Reproduce each of the following rows word for word, keeping every line unchanged.

___ RECORDS PROVIDED ___

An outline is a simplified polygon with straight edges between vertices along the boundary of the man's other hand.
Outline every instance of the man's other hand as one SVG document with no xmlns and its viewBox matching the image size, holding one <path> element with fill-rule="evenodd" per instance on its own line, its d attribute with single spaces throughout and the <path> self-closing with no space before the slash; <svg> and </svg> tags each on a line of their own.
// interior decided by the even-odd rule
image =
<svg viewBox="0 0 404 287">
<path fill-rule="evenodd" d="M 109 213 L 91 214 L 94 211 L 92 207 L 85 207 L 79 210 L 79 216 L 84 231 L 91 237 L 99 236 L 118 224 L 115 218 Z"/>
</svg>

___

EXERCISE ANSWER.
An outline is a simplified polygon with straight edges between vertices along the boundary of the man's other hand.
Outline every instance of the man's other hand as one SVG document with no xmlns and its viewBox matching the image size, holding one <path> element with fill-rule="evenodd" per instance on its own line, its d attribute with single spaces throughout and the <path> self-closing with no space before the slash; <svg> and </svg> tags each on a line of their own.
// interior decided by the even-odd rule
image =
<svg viewBox="0 0 404 287">
<path fill-rule="evenodd" d="M 109 213 L 91 214 L 94 211 L 92 207 L 85 207 L 79 210 L 79 216 L 84 231 L 91 237 L 99 236 L 118 224 L 115 218 Z"/>
</svg>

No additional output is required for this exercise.